EXERCISE BRIEF: The output is to match the entries below character for character.
[LISTED RECORDS Boundary: Start]
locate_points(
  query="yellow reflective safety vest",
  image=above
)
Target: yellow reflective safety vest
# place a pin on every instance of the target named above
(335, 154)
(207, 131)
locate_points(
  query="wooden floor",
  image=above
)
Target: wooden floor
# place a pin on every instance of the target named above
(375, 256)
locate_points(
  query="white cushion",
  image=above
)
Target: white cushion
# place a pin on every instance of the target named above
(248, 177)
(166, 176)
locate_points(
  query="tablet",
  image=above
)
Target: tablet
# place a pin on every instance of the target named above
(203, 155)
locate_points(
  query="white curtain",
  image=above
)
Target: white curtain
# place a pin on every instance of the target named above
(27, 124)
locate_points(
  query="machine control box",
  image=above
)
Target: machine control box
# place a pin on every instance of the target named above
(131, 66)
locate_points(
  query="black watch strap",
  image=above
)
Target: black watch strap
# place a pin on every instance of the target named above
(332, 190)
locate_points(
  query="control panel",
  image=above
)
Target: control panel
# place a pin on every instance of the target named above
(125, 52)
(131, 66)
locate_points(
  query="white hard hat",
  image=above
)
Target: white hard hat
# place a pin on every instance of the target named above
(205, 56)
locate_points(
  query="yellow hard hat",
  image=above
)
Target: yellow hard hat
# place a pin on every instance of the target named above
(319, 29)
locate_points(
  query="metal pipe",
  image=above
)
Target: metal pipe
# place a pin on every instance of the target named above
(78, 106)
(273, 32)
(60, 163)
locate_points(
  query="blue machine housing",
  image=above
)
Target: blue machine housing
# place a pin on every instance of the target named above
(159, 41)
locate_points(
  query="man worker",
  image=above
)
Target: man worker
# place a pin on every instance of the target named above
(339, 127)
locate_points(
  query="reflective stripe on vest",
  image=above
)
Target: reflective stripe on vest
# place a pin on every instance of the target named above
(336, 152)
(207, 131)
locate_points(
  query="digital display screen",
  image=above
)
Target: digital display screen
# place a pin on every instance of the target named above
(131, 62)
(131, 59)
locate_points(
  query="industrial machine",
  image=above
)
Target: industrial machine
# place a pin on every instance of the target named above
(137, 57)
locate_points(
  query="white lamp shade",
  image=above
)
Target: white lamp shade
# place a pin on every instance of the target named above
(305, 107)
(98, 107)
[LISTED RECORDS Boundary: End]
OUTPUT FOR THIS TASK:
locate_points(
  query="yellow reflective safety vest",
  image=above
)
Target: yellow reflective safety vest
# place a pin on every instance of the target named above
(335, 154)
(207, 131)
locate_points(
  query="wooden floor",
  image=above
)
Target: wooden floor
# place a pin on every instance of the target named above
(375, 256)
locate_points(
  query="white cushion",
  image=above
)
Target: white cushion
# place a pin on every instance of the target named above
(248, 177)
(166, 176)
locate_points(
  query="tablet",
  image=above
)
Target: tablet
# place a pin on every instance of the target named above
(203, 155)
locate_points(
  query="white curtain",
  image=above
)
Target: white curtain
# place a pin on every instance of the target named above
(27, 124)
locate_points(
  query="machine control box",
  image=above
)
Target: machine control box
# place a pin on every instance of the target named above
(131, 66)
locate_points(
  query="black watch strap",
  image=above
)
Target: black watch strap
# place a pin on every instance of the target named above
(332, 190)
locate_points(
  query="control panel",
  image=above
)
Target: control panel
# place a pin on every instance of the target named above
(125, 52)
(131, 66)
locate_points(
  query="white hard hat",
  image=above
)
Target: white hard hat
# place a pin on every instance of the target named above
(205, 56)
locate_points(
  query="yellow hard hat",
  image=above
)
Target: yellow hard hat
# place a pin on every instance of the target named above
(319, 29)
locate_points(
  query="metal pipe",
  image=above
)
Target: metal pipe
# place a pin on every instance of the target named above
(78, 106)
(273, 32)
(60, 163)
locate_points(
  query="blue machine housing",
  image=above
)
Target: blue machine housing
# place a pin on every instance of the target named above
(159, 41)
locate_points(
  query="man worker",
  image=above
)
Target: man worker
# place a pin on every instance of the target named above
(339, 127)
locate_points(
  query="reflective stripe on vest",
  image=above
)
Target: reflective stripe on vest
# place a pin on every instance of the target named above
(336, 152)
(207, 131)
locate_points(
  query="digital display screen",
  image=above
)
Target: digital display screen
# place a pin on every instance of the target named above
(131, 62)
(131, 59)
locate_points(
  query="industrial machine",
  image=above
)
Target: industrial machine
# place a pin on every instance of the target named above
(137, 57)
locate_points(
  query="white lamp shade",
  image=above
)
Target: white lamp shade
# place a pin on every instance of the target named above
(305, 107)
(98, 107)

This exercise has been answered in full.